Without omitting anything, write out the listing below precisely.

## Data records

***

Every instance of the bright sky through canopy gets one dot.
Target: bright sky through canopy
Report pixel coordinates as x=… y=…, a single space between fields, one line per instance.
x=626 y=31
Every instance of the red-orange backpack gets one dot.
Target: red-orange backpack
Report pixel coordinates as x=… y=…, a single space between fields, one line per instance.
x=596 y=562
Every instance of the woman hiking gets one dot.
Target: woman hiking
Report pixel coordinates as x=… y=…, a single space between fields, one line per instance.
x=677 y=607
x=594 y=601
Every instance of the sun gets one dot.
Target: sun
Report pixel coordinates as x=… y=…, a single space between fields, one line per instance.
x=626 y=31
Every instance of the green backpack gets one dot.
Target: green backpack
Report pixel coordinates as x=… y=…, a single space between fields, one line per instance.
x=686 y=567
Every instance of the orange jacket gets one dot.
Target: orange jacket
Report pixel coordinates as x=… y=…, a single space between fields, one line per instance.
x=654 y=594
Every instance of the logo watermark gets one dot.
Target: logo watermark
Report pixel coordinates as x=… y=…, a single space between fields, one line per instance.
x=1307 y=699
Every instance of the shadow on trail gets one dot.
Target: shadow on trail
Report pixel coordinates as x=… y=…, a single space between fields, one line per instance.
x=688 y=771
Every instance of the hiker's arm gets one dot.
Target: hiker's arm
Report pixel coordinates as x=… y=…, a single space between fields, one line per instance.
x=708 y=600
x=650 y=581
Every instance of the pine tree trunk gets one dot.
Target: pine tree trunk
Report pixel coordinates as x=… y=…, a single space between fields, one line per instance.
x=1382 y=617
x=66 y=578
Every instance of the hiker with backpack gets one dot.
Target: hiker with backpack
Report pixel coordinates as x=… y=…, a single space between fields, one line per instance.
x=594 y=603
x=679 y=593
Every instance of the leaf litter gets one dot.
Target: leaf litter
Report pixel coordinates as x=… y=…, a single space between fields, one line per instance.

***

## Solution for this task
Every instance of the bright sky through canopy gets one dot.
Target: bright sky through canopy
Report pixel coordinates as x=… y=…, a single space between fields, one line per instance.
x=626 y=31
Every instance of the red-orange backpack gets one dot.
Target: red-orange backpack
Report pixel coordinates as x=… y=…, a single space between fields, one line per instance.
x=596 y=562
Every instance of the woman hiking gets one dot.
Target: woman hiking
Report pixel coordinates as x=… y=…, a single space between fields, one line per instance.
x=677 y=607
x=594 y=601
Every instance of the sun gets one dot.
Target: sun
Report pixel coordinates as x=… y=…, a single space between fields, one line per instance.
x=626 y=31
Every instance of the green backpack gets one dot.
Target: green backpack
Report pixel coordinates as x=… y=…, a single space between fields, one line per instance.
x=686 y=567
Every instance of the orange jacket gets one dot.
Target: orange jacket
Report pixel coordinates as x=… y=…, a single space between fields, one line per instance.
x=654 y=594
Every instance of the logo watermark gets one dot.
Target: logo watermark
Report pixel coordinates as x=… y=…, a single space between fields, one line per instance.
x=1307 y=699
Every instance of the shadow on trail gets one dot.
Target: shadow on trail
Report pixel coordinates as x=… y=…, a single space between fields, one line per instance.
x=688 y=771
Every instance of the hiker's arm gets one dot.
Target: hiker's arm
Report pixel coordinates as x=… y=…, a single space between fields, one line per instance.
x=708 y=600
x=650 y=581
Every instance of the pine tree trunk gets one dot.
Target: pine tree trunk
Report pixel coordinates as x=… y=…, a single space between fields, one line per instance.
x=1382 y=617
x=66 y=578
Every instance of the hiker with backpack gets one dot.
Target: hiker with backpack
Report pixel coordinates as x=… y=…, a single space between fields, one line per instance.
x=594 y=603
x=679 y=593
Every instance of the leaf litter gets one dot.
Target: leaf litter
Report pixel coordinates as x=… y=…, a single space between fields, one line per instance.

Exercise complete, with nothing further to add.